*** Data shown

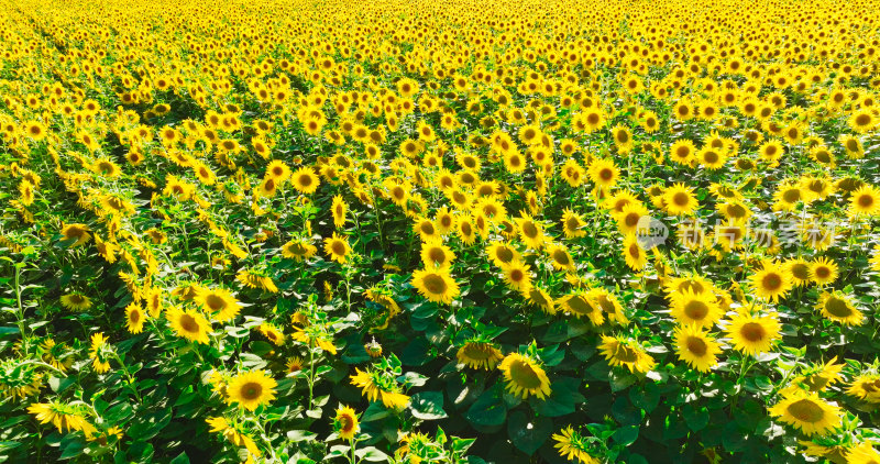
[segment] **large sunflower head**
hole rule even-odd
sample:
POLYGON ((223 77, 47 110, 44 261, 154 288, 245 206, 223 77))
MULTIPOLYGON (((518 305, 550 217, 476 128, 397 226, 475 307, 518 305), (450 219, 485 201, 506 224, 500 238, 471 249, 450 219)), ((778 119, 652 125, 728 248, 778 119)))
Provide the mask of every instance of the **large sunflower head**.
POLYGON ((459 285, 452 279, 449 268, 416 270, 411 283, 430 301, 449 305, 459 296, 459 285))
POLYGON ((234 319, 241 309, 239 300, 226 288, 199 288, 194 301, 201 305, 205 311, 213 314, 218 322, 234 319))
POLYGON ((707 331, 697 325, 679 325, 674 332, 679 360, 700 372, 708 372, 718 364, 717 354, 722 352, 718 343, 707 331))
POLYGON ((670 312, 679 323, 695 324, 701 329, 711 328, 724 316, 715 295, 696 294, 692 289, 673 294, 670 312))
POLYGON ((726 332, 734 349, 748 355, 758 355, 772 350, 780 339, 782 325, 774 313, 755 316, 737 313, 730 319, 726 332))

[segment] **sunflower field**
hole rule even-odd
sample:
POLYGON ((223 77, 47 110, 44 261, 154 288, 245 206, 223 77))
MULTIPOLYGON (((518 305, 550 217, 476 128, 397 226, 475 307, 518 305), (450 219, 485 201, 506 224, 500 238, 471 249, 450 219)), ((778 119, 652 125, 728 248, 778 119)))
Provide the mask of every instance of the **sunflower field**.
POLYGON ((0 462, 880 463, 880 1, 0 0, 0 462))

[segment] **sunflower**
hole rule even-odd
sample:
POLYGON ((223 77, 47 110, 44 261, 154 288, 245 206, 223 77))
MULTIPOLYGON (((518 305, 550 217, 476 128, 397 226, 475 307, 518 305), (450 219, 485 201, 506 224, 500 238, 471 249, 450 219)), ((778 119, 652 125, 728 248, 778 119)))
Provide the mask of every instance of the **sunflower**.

******

» **Your objective**: Repeat these lines word for word, leaving the pictures out of your answer.

» **Correct output**:
[segment] **large sunflower head**
hole rule even-odd
sample:
POLYGON ((223 77, 47 110, 44 261, 154 288, 245 206, 223 77))
MULTIPOLYGON (((518 305, 550 217, 476 128, 397 226, 475 307, 518 305), (450 219, 485 201, 506 224, 500 238, 471 249, 450 219)), ((778 119, 652 125, 728 248, 778 119)))
Provide the mask of every instance of the **large sunflower head**.
POLYGON ((459 285, 452 279, 449 268, 416 270, 411 283, 430 301, 449 305, 459 296, 459 285))
POLYGON ((234 319, 241 309, 239 300, 226 288, 199 288, 194 301, 201 305, 205 311, 213 314, 218 322, 234 319))
POLYGON ((707 331, 697 325, 679 325, 674 332, 679 360, 700 372, 708 372, 718 364, 717 354, 722 352, 718 343, 707 331))
POLYGON ((670 312, 679 323, 695 324, 701 329, 711 328, 724 316, 715 295, 696 294, 692 289, 673 294, 670 312))
POLYGON ((726 332, 734 349, 748 355, 758 355, 772 350, 780 339, 782 325, 774 313, 755 316, 737 313, 730 319, 726 332))

[segment] **sunflower field**
hole rule even-odd
sample:
POLYGON ((223 77, 47 110, 44 261, 154 288, 245 206, 223 77))
MULTIPOLYGON (((518 305, 550 217, 476 128, 397 226, 475 307, 518 305), (450 219, 485 201, 506 224, 500 238, 471 249, 450 219)), ((778 119, 652 125, 728 248, 778 119)))
Provide the mask of every instance of the **sunflower field**.
POLYGON ((0 462, 880 463, 880 1, 0 0, 0 462))

[segment] **sunflower**
hole rule even-odd
sample:
POLYGON ((223 77, 47 110, 44 261, 154 288, 245 206, 223 77))
MULTIPOLYGON (((518 305, 550 217, 476 128, 397 226, 475 307, 518 305), (450 219, 485 201, 506 224, 500 238, 471 249, 450 219)), ((778 119, 652 125, 728 248, 778 119)))
Provide the mask of every instance of the **sunflower**.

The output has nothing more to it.